-------- Text section --------
Depression & Marital/Relational Distress – Part 2
How to Respond (To read Part 1 click here)
Define the Problem
A favorite professor of mine used to be fond of saying that “the solution was never found to the problem that was never defined.” The problem must be accurately identified. In so doing, it is important to keep in mind there is a natural inclination in us all to a certain type of biased thinking. The “fundamental attribution error” biases us towards attributing our own negative behaviors to causes that are 1) situational and 2) external to us, while the undesirable behavior of others is overly attributed to factors that are 1) enduring and 2) internal. In the example above, Amy does not attribute Chris’ behavior to a temporary, treatable condition (depression) that has afflicted him, but rather to stable, internal characteristics of Chris’ (that he has changed and no longer loves her or wants the relationship). Mistaken assumptions about what is wrong make one’s own suffering worse, and can easily lead to unnecessary choices that harm the relationship. Question your assumptions as you strive to define what is wrong. Be vigilant for the fundamental attribution error.
An interesting twist on the fundamental attribution error occurs when a reversal of the usual pattern is seen in depressed individuals. Chris, for example, also fails to recognize it is depression, and assumes it is something wrong with him, even though he asserts he didn’t know what it was.
-------- Data section --------
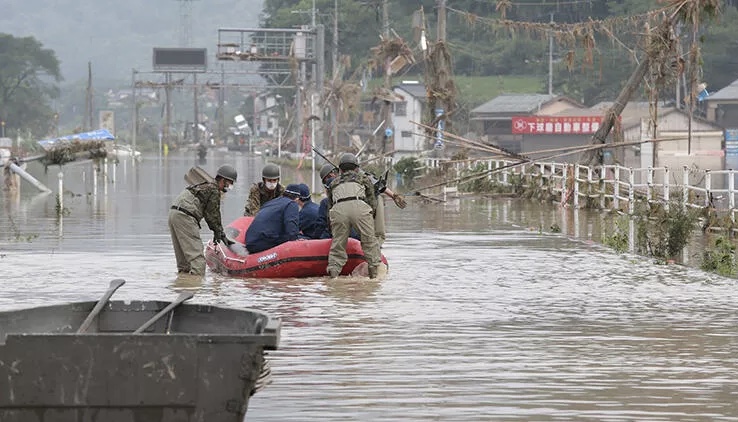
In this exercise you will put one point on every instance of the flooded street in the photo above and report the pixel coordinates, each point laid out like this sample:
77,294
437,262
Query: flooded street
--------
Exercise description: Resume the text on depression and marital distress, starting right after its last sentence.

Written answer:
Resist Blaming and Shaming
The attribution error is often related to blame. Both Chris and Amy, for the most part, blamed Chris for what was wrong. Many people blame themselves for failing to make their (depressed) partner happy. Blaming escalates to shaming with the attitude that “I (or you) should just ‘snap out of it’!” A mopey attitude one should “snap out of,” but Depression? I am still waiting, after 20 years, to hear of a case where this has happened so easily.
Adjusting expectations of what a depressed individual can accomplish will likely be necessary, however, it is important not to foster excess disability by “taking over” for them. Re-negotiate responsibilities and expectations, with the expectation that your depressed partner can and will do what they agree to. Be flexible about re-negotiating, as necessary, and support and encourage them in doing as much as they can. Maintain a view to increasing expectations as they are able. If you think of a depressed mind like an injured muscle, it is important to reduce the stress of demands on the weakened muscle, but not too much, or it will atrophy. Regaining full strength, however, requires more than just waiting at reduced demand: progressive challenge and demand is necessary to foster recovery.
Commit a Daily Act of Defiance
Depression undermines us from the things we normally do, and alienates us from living and enjoying life fully. It is important to think of ways to undermine the depression that is undermining us. Remember the phrase “defy the impulse.” Defy the impulse to stay inside, to sleep all day, to talk to no one, to do nothing. Whatever depression is “telling you to do,” look to defy it in any way you can, even in the smallest amount. A short walk every day with your partner brings benefits of movement, exercise, fresh air, and restoration of the companionship that has been adversely affected by the depression.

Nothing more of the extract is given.